- **Exercise aim**:
Given the material below, return only the lines starting at the line with "x=344, y=906" and ending at the line with "x=726, y=354", exactly as they appear.

- **Listed records**:
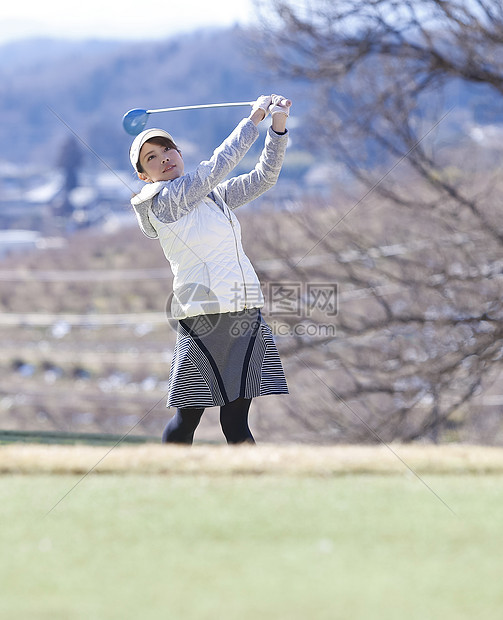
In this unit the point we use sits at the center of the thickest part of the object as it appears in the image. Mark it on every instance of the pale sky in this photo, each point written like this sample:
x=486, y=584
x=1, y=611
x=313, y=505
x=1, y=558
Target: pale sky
x=122, y=19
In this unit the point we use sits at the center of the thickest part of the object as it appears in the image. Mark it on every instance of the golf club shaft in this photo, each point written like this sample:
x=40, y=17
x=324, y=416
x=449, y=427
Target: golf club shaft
x=286, y=102
x=198, y=107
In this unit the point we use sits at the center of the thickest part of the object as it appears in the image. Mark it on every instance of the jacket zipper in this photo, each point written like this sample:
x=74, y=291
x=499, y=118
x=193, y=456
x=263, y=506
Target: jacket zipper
x=237, y=255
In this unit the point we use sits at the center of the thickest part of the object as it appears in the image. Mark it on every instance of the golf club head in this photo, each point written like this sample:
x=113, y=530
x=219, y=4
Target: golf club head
x=134, y=121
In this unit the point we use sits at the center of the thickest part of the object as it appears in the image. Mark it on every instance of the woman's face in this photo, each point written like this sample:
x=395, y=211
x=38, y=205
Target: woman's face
x=160, y=163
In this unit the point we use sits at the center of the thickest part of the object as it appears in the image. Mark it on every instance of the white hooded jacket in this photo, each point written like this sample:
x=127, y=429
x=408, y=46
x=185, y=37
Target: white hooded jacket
x=200, y=235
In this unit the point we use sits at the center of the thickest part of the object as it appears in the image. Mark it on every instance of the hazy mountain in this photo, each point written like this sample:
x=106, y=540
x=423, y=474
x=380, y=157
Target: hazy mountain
x=51, y=89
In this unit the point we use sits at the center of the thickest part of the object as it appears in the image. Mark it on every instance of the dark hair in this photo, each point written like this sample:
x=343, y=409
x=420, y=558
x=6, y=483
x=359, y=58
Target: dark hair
x=160, y=141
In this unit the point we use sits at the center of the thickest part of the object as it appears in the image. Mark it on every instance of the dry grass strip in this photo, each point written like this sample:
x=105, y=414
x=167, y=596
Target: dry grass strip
x=303, y=460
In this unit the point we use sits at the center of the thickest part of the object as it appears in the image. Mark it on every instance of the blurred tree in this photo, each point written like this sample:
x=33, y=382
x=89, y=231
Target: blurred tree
x=419, y=331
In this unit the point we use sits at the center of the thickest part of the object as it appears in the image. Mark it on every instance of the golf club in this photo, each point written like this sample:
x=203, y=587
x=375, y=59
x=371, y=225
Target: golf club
x=135, y=120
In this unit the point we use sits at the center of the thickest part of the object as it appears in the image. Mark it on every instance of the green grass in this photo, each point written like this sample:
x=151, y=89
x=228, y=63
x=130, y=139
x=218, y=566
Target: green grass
x=251, y=547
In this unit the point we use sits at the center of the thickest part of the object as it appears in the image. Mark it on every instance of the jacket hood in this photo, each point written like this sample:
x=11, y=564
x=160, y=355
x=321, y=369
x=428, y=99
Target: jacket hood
x=141, y=204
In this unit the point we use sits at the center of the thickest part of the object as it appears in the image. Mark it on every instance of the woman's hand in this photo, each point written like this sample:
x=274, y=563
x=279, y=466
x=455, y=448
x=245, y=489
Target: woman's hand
x=260, y=108
x=279, y=109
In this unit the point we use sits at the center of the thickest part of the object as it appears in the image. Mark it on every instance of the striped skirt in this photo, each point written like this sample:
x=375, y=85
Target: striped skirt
x=221, y=357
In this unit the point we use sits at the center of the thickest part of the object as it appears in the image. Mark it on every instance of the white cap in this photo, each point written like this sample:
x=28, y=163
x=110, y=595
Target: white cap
x=141, y=138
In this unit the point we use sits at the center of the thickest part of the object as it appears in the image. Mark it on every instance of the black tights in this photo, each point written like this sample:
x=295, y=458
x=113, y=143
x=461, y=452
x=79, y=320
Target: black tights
x=233, y=419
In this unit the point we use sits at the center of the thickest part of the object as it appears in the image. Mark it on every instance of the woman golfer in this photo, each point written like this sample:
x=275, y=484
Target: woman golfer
x=225, y=354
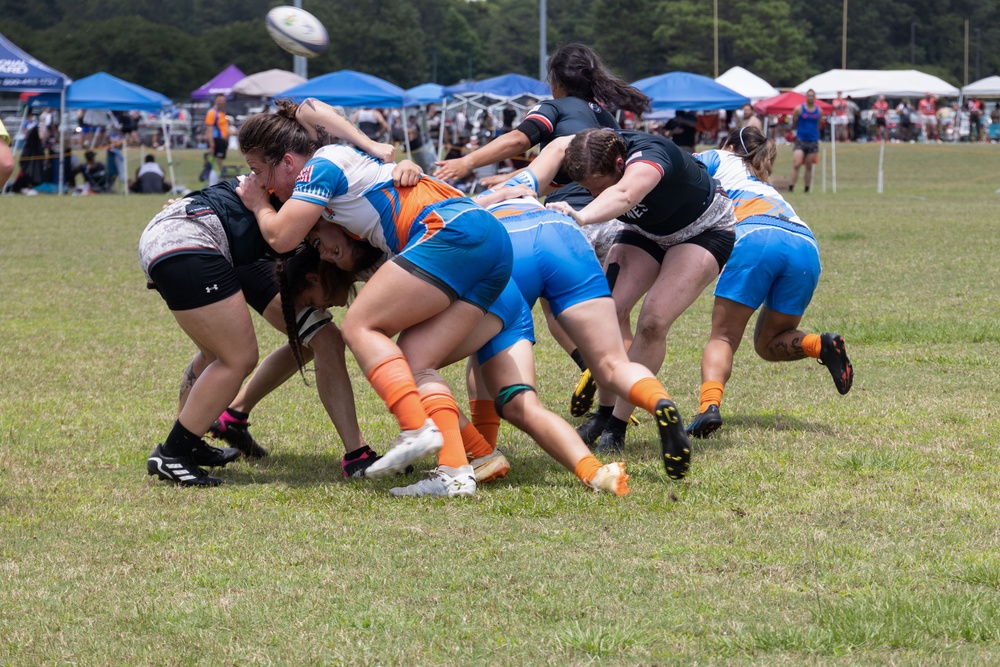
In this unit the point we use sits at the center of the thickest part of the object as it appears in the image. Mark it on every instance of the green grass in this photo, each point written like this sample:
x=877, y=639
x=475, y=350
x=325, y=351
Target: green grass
x=813, y=529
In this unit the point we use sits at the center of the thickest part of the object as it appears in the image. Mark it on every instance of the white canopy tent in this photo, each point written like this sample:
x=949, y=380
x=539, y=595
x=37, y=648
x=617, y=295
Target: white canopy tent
x=868, y=83
x=747, y=83
x=988, y=87
x=267, y=83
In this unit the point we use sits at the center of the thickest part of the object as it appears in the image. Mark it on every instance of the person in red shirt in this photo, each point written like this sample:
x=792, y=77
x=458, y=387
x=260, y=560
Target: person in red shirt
x=927, y=106
x=840, y=116
x=217, y=134
x=880, y=111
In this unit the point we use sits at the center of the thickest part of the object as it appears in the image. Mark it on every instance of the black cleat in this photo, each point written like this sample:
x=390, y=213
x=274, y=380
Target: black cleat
x=611, y=444
x=208, y=456
x=673, y=440
x=356, y=467
x=179, y=470
x=237, y=434
x=583, y=395
x=833, y=355
x=590, y=431
x=705, y=423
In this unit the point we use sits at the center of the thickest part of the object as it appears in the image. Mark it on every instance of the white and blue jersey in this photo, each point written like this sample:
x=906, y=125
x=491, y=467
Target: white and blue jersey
x=432, y=228
x=775, y=261
x=552, y=257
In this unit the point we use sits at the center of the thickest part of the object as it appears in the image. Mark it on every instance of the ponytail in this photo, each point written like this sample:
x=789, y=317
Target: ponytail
x=756, y=150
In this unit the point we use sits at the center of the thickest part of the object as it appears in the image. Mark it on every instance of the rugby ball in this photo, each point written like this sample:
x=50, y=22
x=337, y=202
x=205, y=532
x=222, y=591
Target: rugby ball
x=297, y=31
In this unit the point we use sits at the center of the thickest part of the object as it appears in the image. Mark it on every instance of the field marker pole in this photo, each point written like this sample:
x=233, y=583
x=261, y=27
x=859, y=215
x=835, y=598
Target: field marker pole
x=823, y=160
x=833, y=156
x=881, y=158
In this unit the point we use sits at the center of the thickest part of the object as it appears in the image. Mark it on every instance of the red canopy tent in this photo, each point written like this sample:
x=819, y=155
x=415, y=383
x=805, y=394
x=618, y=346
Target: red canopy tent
x=786, y=103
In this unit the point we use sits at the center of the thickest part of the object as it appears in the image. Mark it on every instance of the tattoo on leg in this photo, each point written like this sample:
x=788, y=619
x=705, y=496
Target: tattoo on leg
x=784, y=351
x=187, y=380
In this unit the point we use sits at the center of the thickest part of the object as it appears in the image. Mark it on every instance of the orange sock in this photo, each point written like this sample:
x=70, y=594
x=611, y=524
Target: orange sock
x=484, y=416
x=393, y=382
x=587, y=467
x=646, y=393
x=711, y=394
x=811, y=345
x=474, y=442
x=441, y=407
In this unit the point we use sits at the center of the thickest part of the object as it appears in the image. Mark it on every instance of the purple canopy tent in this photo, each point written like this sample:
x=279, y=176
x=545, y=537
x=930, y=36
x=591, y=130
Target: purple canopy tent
x=221, y=83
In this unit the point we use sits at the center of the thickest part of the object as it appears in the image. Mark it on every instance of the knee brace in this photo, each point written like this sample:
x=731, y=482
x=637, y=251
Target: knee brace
x=507, y=394
x=611, y=273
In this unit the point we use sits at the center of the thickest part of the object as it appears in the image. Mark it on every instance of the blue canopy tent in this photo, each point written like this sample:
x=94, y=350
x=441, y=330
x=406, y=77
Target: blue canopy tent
x=505, y=86
x=19, y=72
x=348, y=88
x=103, y=91
x=222, y=83
x=497, y=90
x=691, y=92
x=428, y=93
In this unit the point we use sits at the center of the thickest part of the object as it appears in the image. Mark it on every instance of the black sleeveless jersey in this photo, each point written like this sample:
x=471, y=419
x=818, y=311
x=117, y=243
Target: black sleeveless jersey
x=560, y=118
x=684, y=192
x=246, y=243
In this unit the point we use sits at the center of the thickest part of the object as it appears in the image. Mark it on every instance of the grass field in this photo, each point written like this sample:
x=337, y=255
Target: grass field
x=814, y=529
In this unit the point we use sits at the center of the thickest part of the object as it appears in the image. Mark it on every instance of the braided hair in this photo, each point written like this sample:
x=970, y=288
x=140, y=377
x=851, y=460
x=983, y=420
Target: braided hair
x=580, y=72
x=758, y=152
x=275, y=134
x=593, y=152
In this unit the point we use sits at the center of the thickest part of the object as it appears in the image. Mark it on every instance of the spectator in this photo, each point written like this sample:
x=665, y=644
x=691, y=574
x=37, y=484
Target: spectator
x=854, y=121
x=880, y=111
x=95, y=174
x=905, y=111
x=928, y=116
x=750, y=118
x=946, y=122
x=371, y=122
x=509, y=116
x=149, y=178
x=420, y=147
x=6, y=157
x=975, y=108
x=683, y=129
x=840, y=113
x=217, y=135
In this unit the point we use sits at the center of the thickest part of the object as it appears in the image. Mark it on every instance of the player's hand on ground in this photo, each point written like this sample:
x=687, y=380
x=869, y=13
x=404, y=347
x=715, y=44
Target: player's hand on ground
x=252, y=192
x=451, y=170
x=406, y=174
x=385, y=153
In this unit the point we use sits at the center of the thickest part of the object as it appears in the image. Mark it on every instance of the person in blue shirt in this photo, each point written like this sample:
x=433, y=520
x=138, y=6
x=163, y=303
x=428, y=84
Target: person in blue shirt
x=805, y=122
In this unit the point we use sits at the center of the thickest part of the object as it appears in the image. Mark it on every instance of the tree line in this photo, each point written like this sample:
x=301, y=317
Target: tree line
x=173, y=47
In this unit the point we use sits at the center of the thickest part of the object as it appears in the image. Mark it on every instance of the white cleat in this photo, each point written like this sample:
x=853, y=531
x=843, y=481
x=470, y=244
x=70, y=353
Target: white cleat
x=491, y=467
x=611, y=478
x=444, y=482
x=408, y=447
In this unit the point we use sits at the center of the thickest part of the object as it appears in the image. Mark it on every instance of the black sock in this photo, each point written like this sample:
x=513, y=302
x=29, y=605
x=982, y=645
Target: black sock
x=357, y=453
x=615, y=425
x=180, y=442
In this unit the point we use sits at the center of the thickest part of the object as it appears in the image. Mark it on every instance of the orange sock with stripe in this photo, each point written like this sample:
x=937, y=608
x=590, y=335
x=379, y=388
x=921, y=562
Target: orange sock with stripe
x=711, y=394
x=646, y=393
x=587, y=467
x=812, y=344
x=393, y=382
x=441, y=407
x=484, y=416
x=474, y=442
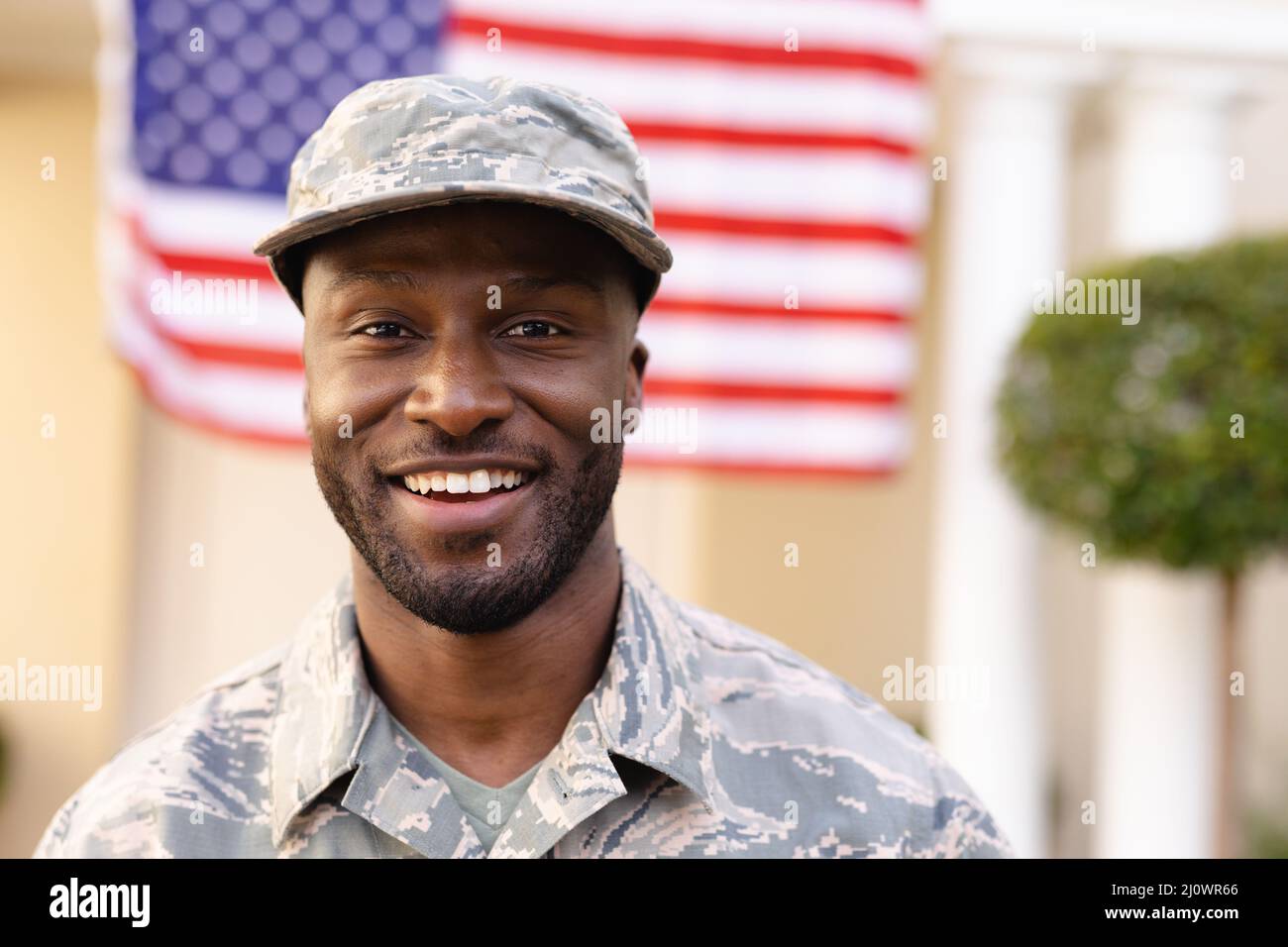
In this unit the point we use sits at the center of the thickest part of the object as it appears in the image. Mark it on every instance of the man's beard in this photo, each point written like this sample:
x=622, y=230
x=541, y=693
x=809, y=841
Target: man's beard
x=476, y=598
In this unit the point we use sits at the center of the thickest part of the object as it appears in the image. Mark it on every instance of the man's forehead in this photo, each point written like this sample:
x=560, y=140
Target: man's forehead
x=520, y=248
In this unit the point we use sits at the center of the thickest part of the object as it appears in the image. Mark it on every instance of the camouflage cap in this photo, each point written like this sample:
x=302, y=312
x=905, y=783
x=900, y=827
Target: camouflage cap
x=403, y=144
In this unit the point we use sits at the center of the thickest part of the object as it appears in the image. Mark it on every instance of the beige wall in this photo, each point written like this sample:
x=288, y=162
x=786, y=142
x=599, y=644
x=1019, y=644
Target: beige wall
x=65, y=500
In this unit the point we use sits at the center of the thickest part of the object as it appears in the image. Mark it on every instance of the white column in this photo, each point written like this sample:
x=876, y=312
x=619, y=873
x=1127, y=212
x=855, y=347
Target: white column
x=1005, y=200
x=1170, y=172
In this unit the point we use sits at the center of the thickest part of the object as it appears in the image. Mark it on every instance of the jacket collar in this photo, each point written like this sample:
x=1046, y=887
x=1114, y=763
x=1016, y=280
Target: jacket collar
x=647, y=706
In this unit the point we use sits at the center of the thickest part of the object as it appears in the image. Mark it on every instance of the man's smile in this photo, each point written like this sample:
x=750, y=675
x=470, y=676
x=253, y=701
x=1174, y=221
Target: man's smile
x=463, y=500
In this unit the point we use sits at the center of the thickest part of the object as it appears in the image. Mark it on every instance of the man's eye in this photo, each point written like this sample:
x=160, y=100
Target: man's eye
x=382, y=330
x=532, y=329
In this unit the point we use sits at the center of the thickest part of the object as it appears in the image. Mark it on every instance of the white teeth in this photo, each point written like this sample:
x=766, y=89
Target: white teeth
x=475, y=482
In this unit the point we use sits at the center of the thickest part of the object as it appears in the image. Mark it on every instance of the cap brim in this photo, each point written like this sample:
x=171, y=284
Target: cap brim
x=638, y=239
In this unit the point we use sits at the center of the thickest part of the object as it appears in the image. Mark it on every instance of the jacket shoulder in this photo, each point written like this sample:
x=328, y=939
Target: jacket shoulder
x=206, y=759
x=774, y=710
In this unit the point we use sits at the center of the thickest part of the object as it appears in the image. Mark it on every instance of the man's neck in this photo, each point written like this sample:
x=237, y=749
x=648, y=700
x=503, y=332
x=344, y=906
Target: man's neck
x=492, y=705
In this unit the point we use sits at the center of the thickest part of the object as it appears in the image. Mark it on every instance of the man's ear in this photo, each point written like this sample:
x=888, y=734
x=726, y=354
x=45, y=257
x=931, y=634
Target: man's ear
x=308, y=415
x=635, y=380
x=635, y=376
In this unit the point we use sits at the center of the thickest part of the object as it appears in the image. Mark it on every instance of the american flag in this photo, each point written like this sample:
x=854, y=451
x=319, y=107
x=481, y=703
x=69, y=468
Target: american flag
x=784, y=147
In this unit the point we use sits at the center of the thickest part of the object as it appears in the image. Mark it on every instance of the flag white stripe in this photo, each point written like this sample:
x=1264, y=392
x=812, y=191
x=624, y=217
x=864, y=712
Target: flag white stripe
x=773, y=433
x=789, y=183
x=780, y=352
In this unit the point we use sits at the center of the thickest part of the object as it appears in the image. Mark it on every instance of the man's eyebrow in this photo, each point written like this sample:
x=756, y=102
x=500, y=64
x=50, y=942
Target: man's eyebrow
x=404, y=279
x=532, y=282
x=378, y=278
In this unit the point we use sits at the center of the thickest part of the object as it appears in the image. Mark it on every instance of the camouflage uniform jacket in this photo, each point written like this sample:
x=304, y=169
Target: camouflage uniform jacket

- **Task response**:
x=344, y=906
Target: man's neck
x=492, y=705
In this unit the point we use sits at the center of the thickest part of the object as it appears in the image. Mark it on every instance of the man's ear in this photo, each point written like this sample:
x=888, y=734
x=726, y=354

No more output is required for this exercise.